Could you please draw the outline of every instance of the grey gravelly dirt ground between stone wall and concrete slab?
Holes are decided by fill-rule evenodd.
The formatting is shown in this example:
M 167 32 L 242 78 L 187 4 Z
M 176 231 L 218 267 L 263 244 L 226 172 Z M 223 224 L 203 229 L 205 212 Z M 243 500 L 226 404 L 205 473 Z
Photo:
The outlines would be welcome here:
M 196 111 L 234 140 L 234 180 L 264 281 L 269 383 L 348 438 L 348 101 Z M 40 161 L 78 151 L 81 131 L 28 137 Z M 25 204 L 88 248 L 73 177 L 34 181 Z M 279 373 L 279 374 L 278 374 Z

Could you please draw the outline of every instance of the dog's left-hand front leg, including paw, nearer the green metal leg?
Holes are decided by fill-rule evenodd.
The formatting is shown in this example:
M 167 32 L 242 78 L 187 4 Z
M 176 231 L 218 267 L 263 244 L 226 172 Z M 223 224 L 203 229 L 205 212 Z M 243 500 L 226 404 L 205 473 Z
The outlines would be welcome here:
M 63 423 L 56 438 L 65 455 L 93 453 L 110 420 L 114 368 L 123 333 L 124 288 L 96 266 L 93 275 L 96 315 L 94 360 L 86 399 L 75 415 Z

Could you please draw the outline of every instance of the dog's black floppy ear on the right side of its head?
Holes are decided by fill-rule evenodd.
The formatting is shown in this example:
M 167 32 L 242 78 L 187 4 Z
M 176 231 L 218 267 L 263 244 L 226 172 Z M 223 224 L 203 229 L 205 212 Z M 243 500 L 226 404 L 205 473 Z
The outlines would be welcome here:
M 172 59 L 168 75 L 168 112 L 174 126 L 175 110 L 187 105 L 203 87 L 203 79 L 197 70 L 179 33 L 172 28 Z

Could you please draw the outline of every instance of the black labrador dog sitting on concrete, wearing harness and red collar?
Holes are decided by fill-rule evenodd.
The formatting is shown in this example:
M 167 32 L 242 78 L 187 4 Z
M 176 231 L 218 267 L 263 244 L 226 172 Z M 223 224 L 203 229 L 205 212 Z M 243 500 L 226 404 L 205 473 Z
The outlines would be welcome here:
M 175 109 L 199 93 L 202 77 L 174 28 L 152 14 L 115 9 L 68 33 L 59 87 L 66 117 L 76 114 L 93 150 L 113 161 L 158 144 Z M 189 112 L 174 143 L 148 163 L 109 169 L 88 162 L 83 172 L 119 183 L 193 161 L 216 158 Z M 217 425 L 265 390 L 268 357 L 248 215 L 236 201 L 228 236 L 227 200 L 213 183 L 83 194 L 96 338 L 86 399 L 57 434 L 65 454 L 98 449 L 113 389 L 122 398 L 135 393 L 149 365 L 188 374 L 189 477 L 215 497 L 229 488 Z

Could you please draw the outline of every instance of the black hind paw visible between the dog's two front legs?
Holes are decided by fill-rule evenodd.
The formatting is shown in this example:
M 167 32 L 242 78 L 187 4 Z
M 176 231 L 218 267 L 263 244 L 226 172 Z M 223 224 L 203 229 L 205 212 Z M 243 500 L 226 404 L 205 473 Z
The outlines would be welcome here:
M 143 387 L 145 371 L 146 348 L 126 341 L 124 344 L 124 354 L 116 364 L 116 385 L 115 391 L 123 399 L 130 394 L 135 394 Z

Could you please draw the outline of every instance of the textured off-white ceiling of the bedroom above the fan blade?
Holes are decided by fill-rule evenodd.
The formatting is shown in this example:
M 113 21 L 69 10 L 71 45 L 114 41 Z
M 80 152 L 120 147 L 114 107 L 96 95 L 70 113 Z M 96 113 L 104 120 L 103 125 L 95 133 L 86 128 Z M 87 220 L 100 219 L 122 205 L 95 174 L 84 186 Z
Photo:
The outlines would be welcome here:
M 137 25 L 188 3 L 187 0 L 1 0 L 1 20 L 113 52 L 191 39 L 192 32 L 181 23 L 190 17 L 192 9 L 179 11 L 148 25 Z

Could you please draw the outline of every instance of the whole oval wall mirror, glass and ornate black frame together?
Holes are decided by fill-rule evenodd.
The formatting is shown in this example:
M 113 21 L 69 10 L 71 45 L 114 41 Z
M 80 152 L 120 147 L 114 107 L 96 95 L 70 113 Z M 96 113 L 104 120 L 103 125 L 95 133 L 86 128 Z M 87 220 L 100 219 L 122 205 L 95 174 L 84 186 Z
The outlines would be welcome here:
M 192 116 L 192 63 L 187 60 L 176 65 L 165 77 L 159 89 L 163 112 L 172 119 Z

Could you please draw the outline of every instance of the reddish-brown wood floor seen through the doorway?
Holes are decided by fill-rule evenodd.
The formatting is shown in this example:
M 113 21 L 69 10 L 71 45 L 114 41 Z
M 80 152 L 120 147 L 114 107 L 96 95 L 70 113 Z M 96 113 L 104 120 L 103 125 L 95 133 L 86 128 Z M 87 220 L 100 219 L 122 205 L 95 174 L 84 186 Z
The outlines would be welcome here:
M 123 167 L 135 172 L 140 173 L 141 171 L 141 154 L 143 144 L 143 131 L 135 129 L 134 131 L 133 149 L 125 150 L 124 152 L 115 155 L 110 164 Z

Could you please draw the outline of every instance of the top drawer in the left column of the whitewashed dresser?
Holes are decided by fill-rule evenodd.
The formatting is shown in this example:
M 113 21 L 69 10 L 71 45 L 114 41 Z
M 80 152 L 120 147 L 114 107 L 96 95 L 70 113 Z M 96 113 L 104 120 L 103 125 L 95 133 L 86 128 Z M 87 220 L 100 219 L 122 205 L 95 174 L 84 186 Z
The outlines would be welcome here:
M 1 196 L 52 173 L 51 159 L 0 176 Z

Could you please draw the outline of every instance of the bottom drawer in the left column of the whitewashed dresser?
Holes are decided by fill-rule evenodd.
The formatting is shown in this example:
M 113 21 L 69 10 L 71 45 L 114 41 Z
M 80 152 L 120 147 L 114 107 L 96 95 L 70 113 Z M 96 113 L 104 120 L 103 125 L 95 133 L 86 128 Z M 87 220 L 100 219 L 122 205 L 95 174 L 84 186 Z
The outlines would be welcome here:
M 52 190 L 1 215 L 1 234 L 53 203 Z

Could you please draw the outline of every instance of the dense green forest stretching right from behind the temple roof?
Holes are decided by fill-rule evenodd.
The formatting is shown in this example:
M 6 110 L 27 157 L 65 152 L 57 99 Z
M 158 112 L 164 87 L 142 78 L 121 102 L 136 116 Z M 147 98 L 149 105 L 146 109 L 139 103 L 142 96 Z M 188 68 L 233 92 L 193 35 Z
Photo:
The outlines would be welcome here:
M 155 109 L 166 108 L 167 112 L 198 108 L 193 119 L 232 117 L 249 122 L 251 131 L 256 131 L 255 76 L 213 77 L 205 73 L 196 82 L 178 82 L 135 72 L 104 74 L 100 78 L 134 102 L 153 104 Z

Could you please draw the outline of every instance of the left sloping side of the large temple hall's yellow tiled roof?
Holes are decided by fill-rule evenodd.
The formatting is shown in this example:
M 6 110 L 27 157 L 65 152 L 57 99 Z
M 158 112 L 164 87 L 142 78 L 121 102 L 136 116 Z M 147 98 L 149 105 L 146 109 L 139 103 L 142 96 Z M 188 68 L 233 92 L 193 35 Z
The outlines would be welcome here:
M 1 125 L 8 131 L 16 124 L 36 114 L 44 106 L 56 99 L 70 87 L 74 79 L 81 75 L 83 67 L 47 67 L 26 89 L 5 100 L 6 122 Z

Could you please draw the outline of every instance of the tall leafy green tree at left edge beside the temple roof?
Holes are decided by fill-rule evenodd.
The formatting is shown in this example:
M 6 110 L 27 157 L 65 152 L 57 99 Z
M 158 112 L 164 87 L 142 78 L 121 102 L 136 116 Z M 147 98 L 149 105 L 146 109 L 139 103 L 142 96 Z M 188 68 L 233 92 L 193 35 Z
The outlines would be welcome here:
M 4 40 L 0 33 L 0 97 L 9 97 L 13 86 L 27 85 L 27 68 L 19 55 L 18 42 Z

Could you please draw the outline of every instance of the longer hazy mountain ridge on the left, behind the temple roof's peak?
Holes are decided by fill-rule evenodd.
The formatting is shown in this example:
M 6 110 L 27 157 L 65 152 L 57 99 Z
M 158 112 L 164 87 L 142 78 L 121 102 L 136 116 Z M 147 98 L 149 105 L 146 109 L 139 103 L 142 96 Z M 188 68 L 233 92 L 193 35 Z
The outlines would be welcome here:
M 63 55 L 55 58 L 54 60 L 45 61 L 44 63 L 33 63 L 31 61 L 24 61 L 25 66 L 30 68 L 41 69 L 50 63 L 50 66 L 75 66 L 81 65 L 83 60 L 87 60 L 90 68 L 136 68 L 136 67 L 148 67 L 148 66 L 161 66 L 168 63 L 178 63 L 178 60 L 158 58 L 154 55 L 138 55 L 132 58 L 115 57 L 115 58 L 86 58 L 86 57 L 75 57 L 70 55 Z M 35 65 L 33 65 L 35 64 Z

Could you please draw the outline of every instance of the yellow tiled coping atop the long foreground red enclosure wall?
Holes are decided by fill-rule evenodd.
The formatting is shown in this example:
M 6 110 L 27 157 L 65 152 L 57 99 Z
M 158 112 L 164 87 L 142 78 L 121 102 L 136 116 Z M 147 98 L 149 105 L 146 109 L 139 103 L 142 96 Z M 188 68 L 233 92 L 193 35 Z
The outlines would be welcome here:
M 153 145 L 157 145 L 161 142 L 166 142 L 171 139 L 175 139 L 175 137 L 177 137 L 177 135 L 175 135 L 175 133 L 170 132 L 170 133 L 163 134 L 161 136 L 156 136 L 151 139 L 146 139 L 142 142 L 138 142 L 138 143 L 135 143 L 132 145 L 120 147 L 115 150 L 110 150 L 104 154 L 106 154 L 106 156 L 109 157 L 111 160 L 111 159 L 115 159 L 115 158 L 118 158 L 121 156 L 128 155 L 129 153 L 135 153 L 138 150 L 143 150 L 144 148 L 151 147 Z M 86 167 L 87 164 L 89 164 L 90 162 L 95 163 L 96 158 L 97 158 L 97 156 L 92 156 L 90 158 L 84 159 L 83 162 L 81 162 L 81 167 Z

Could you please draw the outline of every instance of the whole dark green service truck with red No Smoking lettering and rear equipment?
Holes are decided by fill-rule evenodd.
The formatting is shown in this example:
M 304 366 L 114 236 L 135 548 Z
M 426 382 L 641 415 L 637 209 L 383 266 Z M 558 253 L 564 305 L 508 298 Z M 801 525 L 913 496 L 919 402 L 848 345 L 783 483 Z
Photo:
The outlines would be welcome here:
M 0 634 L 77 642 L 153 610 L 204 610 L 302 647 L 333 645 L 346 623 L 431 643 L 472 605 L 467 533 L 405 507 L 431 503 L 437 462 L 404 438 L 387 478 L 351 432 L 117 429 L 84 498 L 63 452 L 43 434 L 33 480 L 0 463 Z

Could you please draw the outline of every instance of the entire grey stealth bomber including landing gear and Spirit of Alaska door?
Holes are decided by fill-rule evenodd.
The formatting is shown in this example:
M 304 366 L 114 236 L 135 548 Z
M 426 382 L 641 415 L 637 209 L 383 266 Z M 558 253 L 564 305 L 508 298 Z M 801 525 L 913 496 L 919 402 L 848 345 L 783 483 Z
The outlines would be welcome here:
= = =
» What this task involves: Search the material above for lines containing the string "behind", then pull them out.

» Response to this task:
Could you please draw the outline of every instance of the dense green forest stretching right from behind the temple roof?
Could you please draw the outline of every instance of the longer hazy mountain ridge on the left, behind the temple roof's peak?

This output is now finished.